Position identification records:
++++++++++
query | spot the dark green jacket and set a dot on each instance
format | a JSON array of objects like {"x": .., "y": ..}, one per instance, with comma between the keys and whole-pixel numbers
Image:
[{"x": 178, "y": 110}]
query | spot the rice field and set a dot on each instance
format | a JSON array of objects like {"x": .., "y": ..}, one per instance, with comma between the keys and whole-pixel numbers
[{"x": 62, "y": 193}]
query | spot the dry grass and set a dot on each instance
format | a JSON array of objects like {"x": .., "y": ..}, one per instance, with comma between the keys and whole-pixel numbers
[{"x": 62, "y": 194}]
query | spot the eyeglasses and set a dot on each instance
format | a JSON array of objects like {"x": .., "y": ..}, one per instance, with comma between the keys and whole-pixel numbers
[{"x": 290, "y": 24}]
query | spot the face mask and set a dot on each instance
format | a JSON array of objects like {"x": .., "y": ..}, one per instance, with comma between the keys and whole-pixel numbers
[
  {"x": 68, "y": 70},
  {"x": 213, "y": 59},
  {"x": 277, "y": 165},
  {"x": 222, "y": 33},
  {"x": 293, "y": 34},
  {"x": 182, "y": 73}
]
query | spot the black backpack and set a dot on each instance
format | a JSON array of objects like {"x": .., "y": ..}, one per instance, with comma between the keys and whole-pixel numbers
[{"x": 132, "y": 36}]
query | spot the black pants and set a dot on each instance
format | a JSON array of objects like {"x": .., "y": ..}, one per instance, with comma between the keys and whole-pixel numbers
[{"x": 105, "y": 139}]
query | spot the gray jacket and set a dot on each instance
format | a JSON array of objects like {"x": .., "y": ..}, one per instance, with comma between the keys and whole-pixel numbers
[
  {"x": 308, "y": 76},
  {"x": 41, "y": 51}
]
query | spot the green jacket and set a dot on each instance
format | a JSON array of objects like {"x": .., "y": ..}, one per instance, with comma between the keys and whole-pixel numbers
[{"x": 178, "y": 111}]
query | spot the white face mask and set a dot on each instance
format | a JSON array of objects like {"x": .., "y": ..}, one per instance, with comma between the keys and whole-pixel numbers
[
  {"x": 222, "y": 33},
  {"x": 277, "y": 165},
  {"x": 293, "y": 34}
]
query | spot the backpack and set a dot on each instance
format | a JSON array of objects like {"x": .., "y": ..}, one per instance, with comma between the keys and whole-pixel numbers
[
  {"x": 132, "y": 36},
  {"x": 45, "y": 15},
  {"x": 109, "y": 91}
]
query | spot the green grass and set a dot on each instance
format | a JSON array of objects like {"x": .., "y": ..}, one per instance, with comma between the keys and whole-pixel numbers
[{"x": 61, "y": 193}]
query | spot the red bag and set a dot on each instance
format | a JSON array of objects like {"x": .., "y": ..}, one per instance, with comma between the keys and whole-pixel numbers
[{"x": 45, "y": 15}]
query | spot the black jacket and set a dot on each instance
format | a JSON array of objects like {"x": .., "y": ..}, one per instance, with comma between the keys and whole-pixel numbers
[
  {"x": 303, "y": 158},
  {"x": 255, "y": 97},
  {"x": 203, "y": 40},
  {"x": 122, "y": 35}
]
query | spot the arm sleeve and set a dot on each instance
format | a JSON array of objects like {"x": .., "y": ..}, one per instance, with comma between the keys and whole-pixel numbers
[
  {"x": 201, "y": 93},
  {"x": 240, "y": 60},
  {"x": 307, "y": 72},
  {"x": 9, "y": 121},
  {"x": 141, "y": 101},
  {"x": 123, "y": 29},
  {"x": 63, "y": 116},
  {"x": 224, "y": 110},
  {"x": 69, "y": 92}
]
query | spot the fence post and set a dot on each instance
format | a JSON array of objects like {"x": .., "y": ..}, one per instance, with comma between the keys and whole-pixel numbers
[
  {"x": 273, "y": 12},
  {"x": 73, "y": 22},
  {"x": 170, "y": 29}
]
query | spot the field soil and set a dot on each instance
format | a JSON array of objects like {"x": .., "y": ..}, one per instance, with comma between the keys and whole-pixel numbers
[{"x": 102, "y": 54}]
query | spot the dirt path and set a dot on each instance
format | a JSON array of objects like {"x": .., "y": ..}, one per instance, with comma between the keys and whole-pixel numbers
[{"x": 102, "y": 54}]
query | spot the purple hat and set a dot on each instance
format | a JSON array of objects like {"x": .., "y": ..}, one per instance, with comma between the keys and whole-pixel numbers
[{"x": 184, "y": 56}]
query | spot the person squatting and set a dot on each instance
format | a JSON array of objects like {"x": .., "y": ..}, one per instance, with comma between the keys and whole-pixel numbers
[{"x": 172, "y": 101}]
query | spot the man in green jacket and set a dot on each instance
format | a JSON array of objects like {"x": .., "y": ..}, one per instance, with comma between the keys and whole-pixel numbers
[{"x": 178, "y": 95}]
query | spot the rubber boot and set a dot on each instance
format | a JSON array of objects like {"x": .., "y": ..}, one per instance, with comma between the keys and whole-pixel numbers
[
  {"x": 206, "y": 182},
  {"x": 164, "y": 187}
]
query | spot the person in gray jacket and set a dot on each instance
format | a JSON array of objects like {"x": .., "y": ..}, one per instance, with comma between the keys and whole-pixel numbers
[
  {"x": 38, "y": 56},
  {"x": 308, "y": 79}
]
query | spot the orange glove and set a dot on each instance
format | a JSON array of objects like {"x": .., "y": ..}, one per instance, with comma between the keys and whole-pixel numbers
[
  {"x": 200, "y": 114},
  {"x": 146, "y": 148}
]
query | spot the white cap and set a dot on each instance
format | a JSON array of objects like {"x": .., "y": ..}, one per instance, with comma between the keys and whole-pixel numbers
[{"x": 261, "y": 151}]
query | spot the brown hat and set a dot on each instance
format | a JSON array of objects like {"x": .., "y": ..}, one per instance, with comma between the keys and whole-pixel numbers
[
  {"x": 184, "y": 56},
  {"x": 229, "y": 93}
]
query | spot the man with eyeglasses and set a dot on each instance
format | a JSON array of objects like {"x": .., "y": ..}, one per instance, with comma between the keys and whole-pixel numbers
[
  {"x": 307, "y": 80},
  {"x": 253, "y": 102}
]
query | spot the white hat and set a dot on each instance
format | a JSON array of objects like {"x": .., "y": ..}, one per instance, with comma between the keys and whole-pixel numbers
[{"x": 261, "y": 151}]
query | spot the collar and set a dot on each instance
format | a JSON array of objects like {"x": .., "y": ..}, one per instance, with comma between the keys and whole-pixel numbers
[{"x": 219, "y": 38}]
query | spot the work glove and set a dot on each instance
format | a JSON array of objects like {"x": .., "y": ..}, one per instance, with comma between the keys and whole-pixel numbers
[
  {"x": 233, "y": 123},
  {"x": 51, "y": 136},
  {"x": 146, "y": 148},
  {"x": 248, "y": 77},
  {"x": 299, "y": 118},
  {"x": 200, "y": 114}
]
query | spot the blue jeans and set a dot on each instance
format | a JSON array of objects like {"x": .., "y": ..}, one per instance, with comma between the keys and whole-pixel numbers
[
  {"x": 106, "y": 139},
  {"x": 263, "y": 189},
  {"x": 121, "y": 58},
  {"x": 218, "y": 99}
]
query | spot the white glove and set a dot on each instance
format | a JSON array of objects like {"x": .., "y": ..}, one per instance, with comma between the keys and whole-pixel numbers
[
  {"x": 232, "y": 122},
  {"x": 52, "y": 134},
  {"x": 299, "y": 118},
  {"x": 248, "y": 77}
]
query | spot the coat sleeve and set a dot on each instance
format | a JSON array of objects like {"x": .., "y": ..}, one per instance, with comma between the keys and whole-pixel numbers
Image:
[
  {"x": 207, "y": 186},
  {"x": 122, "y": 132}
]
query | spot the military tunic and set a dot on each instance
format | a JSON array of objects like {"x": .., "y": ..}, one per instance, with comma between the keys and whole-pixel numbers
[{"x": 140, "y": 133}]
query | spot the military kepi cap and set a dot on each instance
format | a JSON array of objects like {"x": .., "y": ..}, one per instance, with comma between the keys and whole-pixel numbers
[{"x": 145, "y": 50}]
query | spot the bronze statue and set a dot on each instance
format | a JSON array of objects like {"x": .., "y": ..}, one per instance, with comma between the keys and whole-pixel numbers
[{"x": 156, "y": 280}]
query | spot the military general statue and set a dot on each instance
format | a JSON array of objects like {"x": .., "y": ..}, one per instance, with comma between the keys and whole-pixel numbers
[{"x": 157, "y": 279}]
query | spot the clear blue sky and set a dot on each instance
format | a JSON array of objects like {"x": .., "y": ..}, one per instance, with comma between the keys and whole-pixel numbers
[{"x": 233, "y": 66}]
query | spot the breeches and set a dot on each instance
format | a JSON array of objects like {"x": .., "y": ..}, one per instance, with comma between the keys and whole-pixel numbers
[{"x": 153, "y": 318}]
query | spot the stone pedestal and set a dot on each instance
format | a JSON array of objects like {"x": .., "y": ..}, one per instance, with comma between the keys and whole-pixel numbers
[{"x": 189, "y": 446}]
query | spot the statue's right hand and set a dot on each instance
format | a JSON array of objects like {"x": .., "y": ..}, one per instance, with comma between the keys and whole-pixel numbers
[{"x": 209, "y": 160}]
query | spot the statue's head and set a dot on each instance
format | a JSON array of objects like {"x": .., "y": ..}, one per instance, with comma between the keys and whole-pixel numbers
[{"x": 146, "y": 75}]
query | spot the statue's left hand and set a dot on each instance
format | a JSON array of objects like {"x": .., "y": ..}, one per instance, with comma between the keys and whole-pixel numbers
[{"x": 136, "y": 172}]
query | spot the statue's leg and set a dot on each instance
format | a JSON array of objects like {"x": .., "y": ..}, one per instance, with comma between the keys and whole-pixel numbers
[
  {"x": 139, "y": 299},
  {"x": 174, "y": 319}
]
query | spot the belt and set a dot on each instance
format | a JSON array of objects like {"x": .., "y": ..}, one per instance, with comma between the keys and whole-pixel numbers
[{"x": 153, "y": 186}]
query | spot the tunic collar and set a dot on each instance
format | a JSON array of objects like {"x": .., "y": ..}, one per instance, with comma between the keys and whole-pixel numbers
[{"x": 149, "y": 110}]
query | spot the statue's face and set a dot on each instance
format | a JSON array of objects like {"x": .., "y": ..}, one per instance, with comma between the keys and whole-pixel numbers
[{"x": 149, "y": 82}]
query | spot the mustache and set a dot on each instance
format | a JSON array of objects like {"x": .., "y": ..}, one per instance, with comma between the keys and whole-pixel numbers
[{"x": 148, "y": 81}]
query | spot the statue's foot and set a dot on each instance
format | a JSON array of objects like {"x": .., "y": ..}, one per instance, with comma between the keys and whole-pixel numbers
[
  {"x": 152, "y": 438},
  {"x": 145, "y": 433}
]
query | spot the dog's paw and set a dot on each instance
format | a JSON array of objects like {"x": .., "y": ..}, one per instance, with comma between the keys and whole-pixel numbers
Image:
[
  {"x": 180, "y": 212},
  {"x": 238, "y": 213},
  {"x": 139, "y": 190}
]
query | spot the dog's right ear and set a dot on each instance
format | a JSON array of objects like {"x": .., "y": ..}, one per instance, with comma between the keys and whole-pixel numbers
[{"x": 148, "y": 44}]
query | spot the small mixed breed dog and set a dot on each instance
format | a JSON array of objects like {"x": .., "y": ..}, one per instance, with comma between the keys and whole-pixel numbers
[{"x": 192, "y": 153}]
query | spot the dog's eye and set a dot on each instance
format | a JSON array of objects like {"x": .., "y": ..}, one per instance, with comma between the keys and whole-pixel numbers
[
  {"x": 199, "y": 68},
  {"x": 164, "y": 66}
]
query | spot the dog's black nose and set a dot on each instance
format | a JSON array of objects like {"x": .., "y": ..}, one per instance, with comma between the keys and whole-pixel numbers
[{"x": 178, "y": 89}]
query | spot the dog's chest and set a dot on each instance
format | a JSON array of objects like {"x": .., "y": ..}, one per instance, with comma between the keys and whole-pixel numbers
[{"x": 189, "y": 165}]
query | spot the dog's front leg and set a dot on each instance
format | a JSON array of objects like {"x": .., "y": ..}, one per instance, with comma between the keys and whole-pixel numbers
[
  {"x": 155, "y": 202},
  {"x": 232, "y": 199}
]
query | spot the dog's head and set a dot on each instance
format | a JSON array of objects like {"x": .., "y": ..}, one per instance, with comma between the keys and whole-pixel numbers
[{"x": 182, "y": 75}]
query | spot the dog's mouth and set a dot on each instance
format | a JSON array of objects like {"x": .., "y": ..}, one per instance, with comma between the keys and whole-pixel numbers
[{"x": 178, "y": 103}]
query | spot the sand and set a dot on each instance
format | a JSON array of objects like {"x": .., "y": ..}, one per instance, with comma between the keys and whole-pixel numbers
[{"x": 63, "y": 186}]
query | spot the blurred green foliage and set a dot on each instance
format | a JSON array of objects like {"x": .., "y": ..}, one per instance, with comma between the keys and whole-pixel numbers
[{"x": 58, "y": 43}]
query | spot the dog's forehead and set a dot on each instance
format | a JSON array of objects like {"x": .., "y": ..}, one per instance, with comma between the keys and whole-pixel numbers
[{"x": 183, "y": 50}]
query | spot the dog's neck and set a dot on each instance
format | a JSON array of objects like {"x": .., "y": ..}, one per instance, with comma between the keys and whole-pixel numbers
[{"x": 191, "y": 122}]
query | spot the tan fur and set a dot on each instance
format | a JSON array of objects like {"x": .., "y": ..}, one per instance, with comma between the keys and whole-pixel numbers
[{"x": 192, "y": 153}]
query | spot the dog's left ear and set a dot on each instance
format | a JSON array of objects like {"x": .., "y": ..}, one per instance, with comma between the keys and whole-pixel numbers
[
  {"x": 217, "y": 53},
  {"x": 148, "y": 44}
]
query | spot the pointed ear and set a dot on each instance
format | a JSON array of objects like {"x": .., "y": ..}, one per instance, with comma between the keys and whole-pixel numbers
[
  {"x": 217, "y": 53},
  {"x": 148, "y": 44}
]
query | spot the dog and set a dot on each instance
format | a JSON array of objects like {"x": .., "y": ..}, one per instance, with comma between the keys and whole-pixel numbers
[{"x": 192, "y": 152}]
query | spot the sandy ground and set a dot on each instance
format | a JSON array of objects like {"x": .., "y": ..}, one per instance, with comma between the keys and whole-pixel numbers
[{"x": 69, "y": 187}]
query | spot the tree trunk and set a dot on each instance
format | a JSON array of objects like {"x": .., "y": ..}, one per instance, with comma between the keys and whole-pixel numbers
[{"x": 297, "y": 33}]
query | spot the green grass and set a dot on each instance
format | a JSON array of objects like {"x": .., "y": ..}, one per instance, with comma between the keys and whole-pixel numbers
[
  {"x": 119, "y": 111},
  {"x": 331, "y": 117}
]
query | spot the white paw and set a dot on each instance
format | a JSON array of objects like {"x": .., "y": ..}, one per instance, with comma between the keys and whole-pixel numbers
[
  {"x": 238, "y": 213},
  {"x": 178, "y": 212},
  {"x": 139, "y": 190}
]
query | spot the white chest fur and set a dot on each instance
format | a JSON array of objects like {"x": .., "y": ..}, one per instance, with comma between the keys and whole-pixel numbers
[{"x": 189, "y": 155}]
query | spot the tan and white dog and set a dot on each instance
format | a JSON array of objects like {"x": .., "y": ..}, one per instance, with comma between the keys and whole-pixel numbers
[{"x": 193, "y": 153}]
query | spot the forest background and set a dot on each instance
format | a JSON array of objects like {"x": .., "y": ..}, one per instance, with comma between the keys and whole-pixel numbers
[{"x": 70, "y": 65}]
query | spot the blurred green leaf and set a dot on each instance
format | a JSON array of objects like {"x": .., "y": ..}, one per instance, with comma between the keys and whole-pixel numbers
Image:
++++++++++
▸ **What you should do**
Repeat exactly the lines above from the line that contains "query | spot the pointed" through the end. Include both of these ends; leave out everything else.

▸ **Output for this task**
query | spot the pointed ear and set a dot on each instance
format | a JSON array of objects like {"x": .., "y": ..}, one per instance, with comma between the keys and whole-pixel numbers
[
  {"x": 217, "y": 53},
  {"x": 148, "y": 44}
]
query | spot the dog and set a dot on each instance
format | a JSON array of objects like {"x": .., "y": ..}, one per instance, with comma between the keys and whole-pixel numbers
[{"x": 192, "y": 152}]
query | spot the sandy ground and set a dot on each instance
format | a JSON array of objects like {"x": .., "y": ..}, one per instance, with comma between the keys and whole-pixel numbers
[{"x": 69, "y": 187}]
query | spot the tree trunk and set a dot on each instance
format | a JSON array of objects like {"x": .., "y": ..}, one per instance, with comma between the keys and whole-pixel numbers
[{"x": 297, "y": 33}]
query | spot the green grass and set a dot on each instance
format | a JSON array of objects like {"x": .., "y": ..}, one per instance, with comma between the keys and whole-pixel numbers
[
  {"x": 119, "y": 111},
  {"x": 331, "y": 117}
]
query | spot the white paw and set a dot on each instance
format | a JSON array of objects like {"x": .., "y": ..}, one per instance, with comma between the keys and whole-pixel numbers
[
  {"x": 238, "y": 213},
  {"x": 178, "y": 212},
  {"x": 139, "y": 190}
]
query | spot the white chest fur and set a dot on each instance
format | a JSON array of objects like {"x": .., "y": ..}, one per instance, with comma between the keys and whole-pixel numbers
[{"x": 189, "y": 155}]
query | spot the tan and white dog and set a dot on each instance
format | a JSON array of objects like {"x": .., "y": ..}, one per instance, with comma between the keys and whole-pixel numbers
[{"x": 193, "y": 153}]
query | spot the forest background and set a dot on each instance
format | a JSON array of objects like {"x": .., "y": ..}, one per instance, with comma between the keys and whole-pixel numbers
[{"x": 70, "y": 65}]
query | spot the blurred green leaf and set a dot on each instance
format | a JSON array of objects like {"x": .., "y": ..}, one per instance, with comma between the keys and whole-pixel numbers
Image:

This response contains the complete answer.